Data for this task:
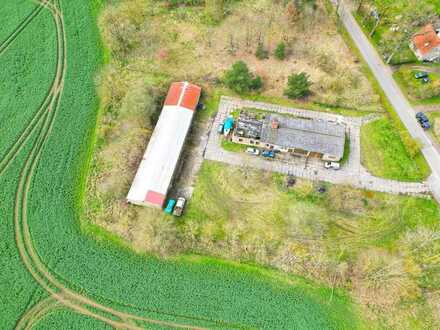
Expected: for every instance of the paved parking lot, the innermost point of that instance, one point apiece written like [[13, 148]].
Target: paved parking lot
[[351, 173]]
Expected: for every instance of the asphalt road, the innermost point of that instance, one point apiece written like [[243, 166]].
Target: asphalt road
[[383, 74]]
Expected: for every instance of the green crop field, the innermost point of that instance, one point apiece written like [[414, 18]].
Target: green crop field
[[51, 65]]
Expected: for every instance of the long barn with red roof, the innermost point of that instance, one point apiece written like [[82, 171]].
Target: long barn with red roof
[[160, 161]]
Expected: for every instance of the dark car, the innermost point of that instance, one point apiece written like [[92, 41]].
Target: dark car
[[421, 74], [423, 120]]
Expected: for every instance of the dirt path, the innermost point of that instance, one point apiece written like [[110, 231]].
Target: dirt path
[[57, 291]]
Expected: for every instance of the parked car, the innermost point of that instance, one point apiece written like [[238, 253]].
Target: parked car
[[421, 74], [180, 205], [423, 120], [268, 154], [170, 206], [253, 151], [332, 165]]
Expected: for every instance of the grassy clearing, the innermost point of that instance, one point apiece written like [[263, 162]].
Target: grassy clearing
[[384, 154], [248, 215], [171, 54], [93, 268], [417, 91]]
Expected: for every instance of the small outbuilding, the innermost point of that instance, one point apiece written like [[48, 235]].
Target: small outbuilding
[[426, 44], [161, 159]]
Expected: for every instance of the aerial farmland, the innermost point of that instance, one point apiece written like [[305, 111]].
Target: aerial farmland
[[162, 168]]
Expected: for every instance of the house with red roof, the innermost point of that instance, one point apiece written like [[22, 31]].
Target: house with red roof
[[426, 44]]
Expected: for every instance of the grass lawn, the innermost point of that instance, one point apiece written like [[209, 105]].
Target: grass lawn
[[384, 154], [417, 91], [250, 215]]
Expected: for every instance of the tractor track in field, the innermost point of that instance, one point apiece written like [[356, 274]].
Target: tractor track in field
[[33, 123], [37, 312], [58, 292], [11, 38]]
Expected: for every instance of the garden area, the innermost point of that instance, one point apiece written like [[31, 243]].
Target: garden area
[[385, 155]]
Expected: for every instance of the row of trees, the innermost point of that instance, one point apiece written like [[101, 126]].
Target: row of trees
[[242, 81]]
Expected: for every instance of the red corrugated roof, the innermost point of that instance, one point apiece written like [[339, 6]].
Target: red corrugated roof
[[191, 97], [155, 198], [426, 40], [174, 93], [183, 94]]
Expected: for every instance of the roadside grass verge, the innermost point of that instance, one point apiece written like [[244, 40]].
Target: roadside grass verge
[[385, 155], [434, 117], [403, 136]]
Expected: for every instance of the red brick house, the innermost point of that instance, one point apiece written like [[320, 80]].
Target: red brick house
[[426, 44]]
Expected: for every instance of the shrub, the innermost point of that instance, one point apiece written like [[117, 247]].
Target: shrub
[[280, 51], [240, 79], [261, 53], [298, 85]]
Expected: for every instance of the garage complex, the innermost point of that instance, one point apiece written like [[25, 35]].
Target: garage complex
[[161, 159]]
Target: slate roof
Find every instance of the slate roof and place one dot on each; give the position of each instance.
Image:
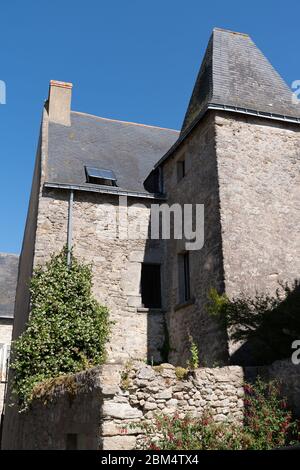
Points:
(235, 73)
(129, 150)
(8, 282)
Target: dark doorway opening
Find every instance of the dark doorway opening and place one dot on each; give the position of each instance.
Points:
(151, 285)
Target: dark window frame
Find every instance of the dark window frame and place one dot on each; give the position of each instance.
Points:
(181, 169)
(184, 277)
(151, 298)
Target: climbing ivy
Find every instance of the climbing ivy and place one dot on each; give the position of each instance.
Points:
(67, 329)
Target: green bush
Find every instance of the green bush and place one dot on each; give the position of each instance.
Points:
(67, 329)
(268, 424)
(267, 325)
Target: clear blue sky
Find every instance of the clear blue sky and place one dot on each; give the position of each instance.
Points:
(134, 60)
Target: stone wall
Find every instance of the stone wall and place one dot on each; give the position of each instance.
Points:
(94, 409)
(116, 262)
(259, 180)
(104, 401)
(199, 186)
(6, 326)
(146, 391)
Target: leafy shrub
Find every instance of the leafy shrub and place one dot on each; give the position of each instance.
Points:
(67, 329)
(181, 373)
(266, 324)
(193, 363)
(268, 424)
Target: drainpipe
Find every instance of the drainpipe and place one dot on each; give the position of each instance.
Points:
(70, 227)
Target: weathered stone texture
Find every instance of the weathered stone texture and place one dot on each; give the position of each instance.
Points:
(116, 262)
(105, 405)
(199, 186)
(259, 180)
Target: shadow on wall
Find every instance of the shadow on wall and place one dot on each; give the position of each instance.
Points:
(270, 336)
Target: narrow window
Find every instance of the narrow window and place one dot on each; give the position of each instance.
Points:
(184, 277)
(181, 169)
(151, 285)
(71, 442)
(100, 176)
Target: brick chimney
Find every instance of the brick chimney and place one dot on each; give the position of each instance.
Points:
(60, 94)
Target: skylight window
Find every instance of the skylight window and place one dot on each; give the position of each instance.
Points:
(100, 176)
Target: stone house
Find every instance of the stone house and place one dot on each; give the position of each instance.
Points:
(237, 154)
(8, 283)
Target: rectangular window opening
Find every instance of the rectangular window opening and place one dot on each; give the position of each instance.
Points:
(71, 442)
(151, 285)
(181, 169)
(184, 277)
(100, 176)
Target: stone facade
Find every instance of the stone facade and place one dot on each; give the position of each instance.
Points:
(245, 172)
(94, 409)
(199, 186)
(137, 332)
(8, 282)
(259, 180)
(6, 326)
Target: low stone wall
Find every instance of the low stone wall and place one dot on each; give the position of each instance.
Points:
(94, 409)
(147, 390)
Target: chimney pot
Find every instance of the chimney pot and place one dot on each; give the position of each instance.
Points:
(60, 95)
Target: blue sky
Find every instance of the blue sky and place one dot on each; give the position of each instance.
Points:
(133, 60)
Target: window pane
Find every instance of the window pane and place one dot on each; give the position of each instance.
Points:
(151, 286)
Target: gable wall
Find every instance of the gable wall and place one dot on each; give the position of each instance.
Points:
(199, 186)
(137, 332)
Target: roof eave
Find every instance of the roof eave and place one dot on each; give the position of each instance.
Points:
(101, 189)
(231, 109)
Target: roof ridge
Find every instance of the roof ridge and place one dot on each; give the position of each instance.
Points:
(125, 122)
(2, 253)
(224, 30)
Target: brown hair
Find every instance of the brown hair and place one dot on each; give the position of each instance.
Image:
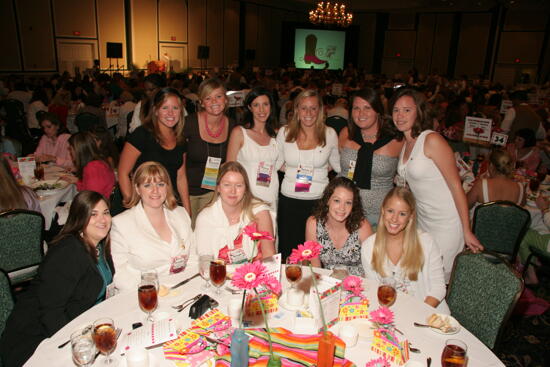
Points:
(249, 200)
(412, 259)
(151, 121)
(79, 216)
(152, 172)
(423, 121)
(355, 218)
(294, 127)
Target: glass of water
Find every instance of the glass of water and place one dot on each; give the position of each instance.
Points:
(83, 347)
(204, 269)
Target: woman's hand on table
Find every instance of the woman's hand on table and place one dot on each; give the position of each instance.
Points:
(472, 242)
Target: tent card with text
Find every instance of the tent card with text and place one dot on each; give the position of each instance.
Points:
(329, 291)
(477, 130)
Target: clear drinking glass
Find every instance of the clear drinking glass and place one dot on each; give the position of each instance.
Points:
(83, 347)
(104, 335)
(204, 269)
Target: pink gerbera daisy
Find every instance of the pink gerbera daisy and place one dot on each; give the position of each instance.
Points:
(249, 275)
(251, 231)
(307, 251)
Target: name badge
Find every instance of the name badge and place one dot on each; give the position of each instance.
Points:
(351, 169)
(178, 264)
(304, 177)
(211, 173)
(263, 176)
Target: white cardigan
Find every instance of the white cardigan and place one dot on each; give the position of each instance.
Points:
(319, 158)
(213, 232)
(136, 246)
(431, 280)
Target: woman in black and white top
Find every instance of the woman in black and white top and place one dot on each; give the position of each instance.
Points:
(309, 150)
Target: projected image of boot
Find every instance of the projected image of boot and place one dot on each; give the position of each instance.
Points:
(311, 46)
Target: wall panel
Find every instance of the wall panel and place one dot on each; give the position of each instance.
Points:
(144, 32)
(10, 59)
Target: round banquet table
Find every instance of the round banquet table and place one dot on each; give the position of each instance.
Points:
(124, 310)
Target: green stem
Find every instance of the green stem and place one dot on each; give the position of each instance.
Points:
(325, 330)
(242, 310)
(265, 320)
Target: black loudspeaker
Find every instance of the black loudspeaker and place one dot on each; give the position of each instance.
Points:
(114, 50)
(203, 52)
(250, 54)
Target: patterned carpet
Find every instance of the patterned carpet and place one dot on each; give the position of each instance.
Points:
(526, 339)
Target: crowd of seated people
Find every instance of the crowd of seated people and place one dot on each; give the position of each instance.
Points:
(381, 192)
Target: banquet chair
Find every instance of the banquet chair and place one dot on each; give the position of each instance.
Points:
(482, 294)
(500, 227)
(21, 237)
(7, 300)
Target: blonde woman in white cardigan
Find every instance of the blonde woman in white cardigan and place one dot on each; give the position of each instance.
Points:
(154, 233)
(220, 225)
(399, 251)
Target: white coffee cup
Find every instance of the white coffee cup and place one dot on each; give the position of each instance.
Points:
(349, 335)
(137, 357)
(234, 308)
(295, 297)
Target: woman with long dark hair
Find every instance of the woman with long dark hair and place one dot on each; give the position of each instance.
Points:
(72, 278)
(254, 146)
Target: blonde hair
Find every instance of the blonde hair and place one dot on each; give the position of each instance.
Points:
(412, 258)
(152, 172)
(249, 200)
(208, 86)
(294, 127)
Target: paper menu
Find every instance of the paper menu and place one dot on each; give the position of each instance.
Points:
(329, 290)
(151, 334)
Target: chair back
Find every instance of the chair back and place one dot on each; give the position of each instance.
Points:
(482, 293)
(7, 300)
(21, 237)
(500, 226)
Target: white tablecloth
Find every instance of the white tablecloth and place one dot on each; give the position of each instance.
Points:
(124, 309)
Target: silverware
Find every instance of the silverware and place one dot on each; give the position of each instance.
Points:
(84, 331)
(184, 281)
(448, 330)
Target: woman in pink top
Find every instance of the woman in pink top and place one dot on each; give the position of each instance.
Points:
(53, 146)
(92, 170)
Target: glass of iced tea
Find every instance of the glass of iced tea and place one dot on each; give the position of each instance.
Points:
(148, 295)
(104, 335)
(217, 274)
(293, 273)
(386, 292)
(454, 353)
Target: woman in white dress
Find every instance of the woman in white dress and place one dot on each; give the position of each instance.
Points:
(253, 145)
(427, 165)
(398, 250)
(155, 233)
(219, 227)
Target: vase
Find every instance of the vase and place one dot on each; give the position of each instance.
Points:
(325, 352)
(239, 348)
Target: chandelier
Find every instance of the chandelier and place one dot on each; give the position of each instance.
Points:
(328, 12)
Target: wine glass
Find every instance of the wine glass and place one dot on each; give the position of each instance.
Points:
(204, 269)
(386, 292)
(148, 294)
(83, 347)
(217, 274)
(104, 335)
(454, 353)
(293, 273)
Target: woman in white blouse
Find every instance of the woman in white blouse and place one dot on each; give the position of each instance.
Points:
(155, 233)
(219, 227)
(309, 150)
(399, 251)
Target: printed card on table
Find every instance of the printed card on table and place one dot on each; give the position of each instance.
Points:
(477, 130)
(151, 334)
(329, 292)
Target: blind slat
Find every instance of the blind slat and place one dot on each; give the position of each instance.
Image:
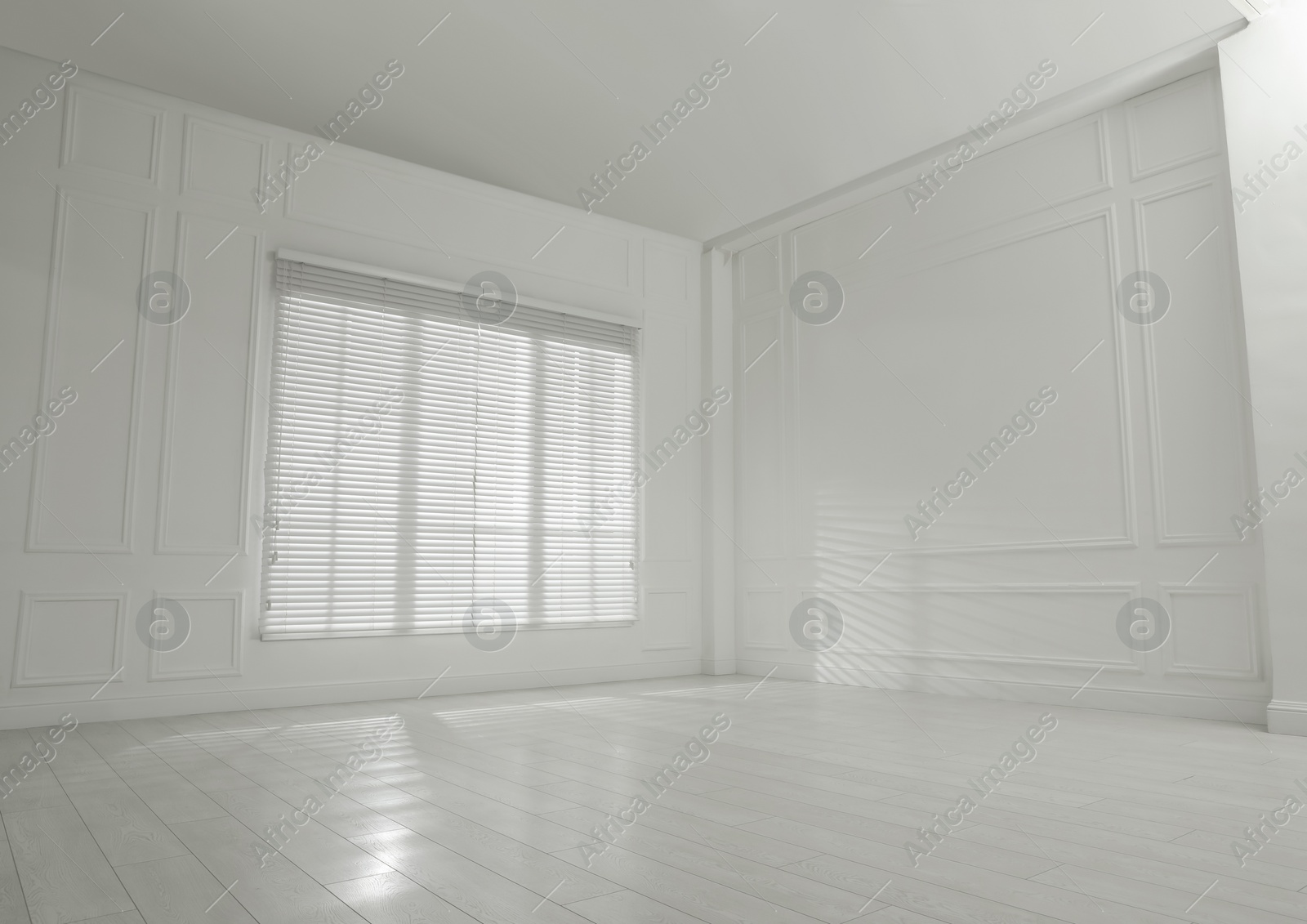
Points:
(418, 462)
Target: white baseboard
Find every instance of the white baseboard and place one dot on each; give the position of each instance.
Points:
(1287, 718)
(1098, 695)
(190, 703)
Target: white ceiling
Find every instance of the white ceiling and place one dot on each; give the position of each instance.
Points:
(536, 96)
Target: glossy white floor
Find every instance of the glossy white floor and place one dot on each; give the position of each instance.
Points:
(481, 808)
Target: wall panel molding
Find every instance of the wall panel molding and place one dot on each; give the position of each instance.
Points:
(80, 127)
(234, 314)
(230, 662)
(78, 370)
(65, 640)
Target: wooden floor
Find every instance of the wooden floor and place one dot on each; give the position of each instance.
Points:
(480, 806)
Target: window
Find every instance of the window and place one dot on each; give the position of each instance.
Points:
(422, 464)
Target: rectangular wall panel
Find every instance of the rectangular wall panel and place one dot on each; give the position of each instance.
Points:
(1213, 632)
(760, 429)
(95, 336)
(212, 641)
(69, 638)
(203, 483)
(1193, 368)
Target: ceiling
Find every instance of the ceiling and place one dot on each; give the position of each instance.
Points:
(538, 96)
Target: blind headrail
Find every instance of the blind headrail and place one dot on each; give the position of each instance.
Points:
(634, 319)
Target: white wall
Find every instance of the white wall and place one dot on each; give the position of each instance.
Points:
(967, 309)
(1265, 102)
(150, 479)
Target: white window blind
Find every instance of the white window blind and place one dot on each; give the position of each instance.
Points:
(420, 462)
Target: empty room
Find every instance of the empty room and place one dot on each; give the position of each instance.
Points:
(653, 463)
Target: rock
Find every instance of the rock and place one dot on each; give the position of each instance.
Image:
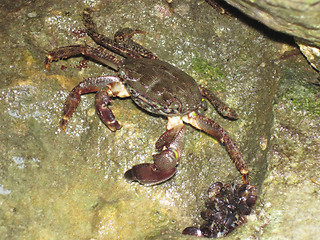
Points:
(297, 18)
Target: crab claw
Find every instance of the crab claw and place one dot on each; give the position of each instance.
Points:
(147, 174)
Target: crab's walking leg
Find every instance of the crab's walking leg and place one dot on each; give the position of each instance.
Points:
(214, 129)
(170, 145)
(220, 106)
(76, 50)
(122, 43)
(106, 86)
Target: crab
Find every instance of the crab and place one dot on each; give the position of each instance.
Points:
(155, 86)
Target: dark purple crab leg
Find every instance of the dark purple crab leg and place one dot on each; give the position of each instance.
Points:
(214, 129)
(170, 145)
(220, 106)
(76, 50)
(107, 86)
(122, 43)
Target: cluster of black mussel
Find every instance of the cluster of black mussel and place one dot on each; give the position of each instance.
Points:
(226, 209)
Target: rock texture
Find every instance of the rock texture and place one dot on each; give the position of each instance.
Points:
(300, 19)
(70, 185)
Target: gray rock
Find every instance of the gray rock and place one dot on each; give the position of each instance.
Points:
(70, 185)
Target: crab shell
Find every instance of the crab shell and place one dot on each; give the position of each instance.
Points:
(160, 88)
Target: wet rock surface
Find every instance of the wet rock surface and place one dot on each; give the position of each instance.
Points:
(70, 185)
(296, 18)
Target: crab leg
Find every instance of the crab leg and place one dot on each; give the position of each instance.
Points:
(170, 145)
(76, 50)
(106, 86)
(214, 129)
(122, 43)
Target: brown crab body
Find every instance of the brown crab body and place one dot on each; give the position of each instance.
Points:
(159, 87)
(155, 86)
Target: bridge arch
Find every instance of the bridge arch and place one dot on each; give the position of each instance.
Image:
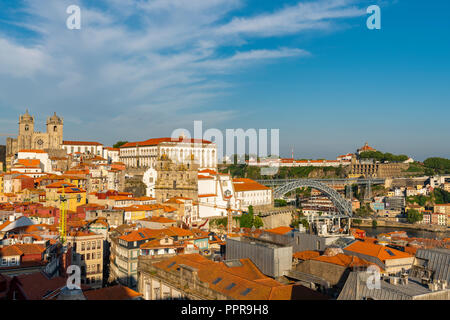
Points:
(344, 206)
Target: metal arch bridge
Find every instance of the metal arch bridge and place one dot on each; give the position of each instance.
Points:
(344, 206)
(359, 181)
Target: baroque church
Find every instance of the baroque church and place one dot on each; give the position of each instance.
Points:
(28, 138)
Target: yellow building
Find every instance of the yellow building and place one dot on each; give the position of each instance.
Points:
(74, 196)
(136, 212)
(1, 182)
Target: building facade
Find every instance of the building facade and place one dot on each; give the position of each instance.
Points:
(145, 154)
(87, 253)
(28, 138)
(176, 179)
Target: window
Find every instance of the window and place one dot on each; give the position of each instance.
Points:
(246, 291)
(217, 280)
(231, 286)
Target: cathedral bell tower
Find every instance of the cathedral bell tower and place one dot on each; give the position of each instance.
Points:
(26, 130)
(55, 131)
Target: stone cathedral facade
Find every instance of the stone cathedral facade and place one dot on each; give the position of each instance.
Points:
(28, 138)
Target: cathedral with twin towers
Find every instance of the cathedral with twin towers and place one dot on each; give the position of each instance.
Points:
(28, 138)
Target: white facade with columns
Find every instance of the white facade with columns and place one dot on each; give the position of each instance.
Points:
(145, 154)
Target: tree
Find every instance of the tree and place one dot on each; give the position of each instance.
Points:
(438, 165)
(280, 203)
(414, 216)
(118, 144)
(257, 222)
(441, 196)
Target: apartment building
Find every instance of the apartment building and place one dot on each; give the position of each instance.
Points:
(87, 253)
(144, 154)
(194, 277)
(126, 249)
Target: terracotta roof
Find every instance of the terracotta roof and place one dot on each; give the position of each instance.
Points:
(60, 184)
(10, 251)
(161, 220)
(81, 143)
(242, 282)
(156, 141)
(208, 171)
(29, 162)
(306, 255)
(279, 230)
(142, 234)
(37, 285)
(244, 184)
(32, 151)
(375, 250)
(343, 260)
(117, 292)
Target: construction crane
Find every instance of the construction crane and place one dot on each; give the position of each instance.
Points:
(229, 212)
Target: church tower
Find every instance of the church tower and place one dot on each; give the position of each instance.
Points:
(26, 130)
(55, 131)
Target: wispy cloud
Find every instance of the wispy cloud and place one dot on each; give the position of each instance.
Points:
(146, 65)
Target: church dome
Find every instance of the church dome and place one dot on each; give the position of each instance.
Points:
(26, 117)
(54, 118)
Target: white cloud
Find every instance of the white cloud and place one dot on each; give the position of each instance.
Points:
(19, 61)
(148, 63)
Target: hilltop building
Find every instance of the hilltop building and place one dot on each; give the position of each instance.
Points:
(28, 138)
(145, 154)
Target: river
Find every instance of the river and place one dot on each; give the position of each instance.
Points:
(373, 232)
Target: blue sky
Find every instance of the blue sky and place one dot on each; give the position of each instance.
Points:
(142, 68)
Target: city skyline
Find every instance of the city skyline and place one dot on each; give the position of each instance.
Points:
(139, 70)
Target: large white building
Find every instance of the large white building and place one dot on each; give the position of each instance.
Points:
(214, 192)
(40, 155)
(144, 154)
(88, 147)
(252, 193)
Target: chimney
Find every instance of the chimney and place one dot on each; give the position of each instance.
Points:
(394, 280)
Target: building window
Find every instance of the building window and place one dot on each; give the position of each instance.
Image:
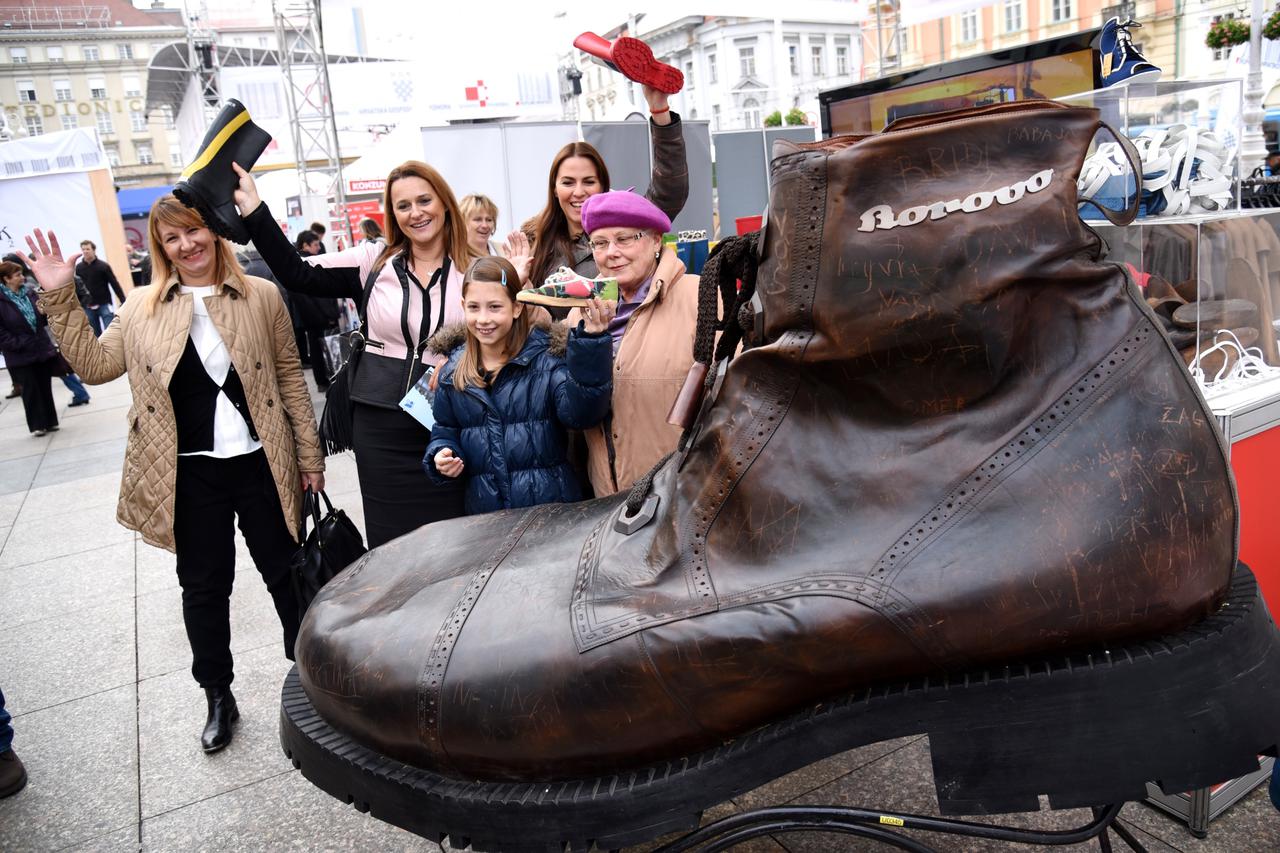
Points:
(1013, 16)
(1223, 53)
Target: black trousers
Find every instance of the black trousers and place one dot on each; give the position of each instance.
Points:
(398, 496)
(37, 393)
(319, 365)
(210, 496)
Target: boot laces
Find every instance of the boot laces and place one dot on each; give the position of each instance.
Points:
(735, 259)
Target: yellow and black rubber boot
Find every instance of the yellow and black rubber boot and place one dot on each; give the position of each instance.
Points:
(209, 183)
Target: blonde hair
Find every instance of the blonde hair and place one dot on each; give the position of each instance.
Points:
(168, 210)
(490, 270)
(455, 226)
(475, 203)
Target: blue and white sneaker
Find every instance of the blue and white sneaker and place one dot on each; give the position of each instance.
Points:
(1120, 62)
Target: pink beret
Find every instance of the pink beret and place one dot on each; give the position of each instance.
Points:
(622, 209)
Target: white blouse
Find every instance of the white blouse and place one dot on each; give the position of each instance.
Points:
(231, 430)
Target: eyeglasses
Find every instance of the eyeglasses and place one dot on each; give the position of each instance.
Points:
(622, 241)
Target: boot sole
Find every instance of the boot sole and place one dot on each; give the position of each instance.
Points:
(1187, 710)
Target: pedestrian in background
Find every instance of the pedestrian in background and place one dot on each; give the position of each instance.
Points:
(99, 281)
(28, 351)
(481, 217)
(13, 775)
(316, 315)
(371, 231)
(406, 291)
(223, 430)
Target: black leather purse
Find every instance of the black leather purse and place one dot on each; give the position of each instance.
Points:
(333, 544)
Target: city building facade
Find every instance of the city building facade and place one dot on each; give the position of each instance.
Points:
(737, 71)
(86, 65)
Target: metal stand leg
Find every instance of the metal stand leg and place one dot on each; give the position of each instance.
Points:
(862, 822)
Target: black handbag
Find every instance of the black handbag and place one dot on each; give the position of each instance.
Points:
(333, 544)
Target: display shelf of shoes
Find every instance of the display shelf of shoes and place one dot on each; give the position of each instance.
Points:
(1210, 270)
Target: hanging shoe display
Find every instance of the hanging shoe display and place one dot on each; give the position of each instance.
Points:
(1120, 62)
(958, 482)
(209, 183)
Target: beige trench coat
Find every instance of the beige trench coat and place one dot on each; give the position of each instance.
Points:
(648, 373)
(255, 325)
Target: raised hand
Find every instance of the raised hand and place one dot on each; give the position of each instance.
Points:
(447, 464)
(246, 194)
(517, 250)
(597, 315)
(659, 105)
(46, 261)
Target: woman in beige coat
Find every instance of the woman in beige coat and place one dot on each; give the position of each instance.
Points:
(222, 425)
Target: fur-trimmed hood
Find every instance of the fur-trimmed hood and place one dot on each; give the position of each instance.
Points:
(453, 336)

Work order: Only the lines above starting with the one with "Find every instance of the projected" and going through the one with "Find every instance of the black loudspeaker" are to be copied, word for word and with both ends kept.

Answer to the exercise:
Find every instance of the projected image of boot and place one dot on each; give the position of each instance.
Points:
(311, 46)
Target: wall panel
Find every instance of the wall panel and place one dot on each; give the position of each instance.
Points:
(144, 32)
(10, 59)
Target: round banquet table
Find every instance of the round banquet table and place one dot on each; give the position of each instance.
Points:
(124, 310)
Target: green stem
Find every instance of the green stem and place one dot on each; give the position of each instance.
Points:
(325, 330)
(242, 310)
(265, 320)
Target: black loudspeaker
Find every instance of the black loudspeaker and place one dot on each; give the position of each instance.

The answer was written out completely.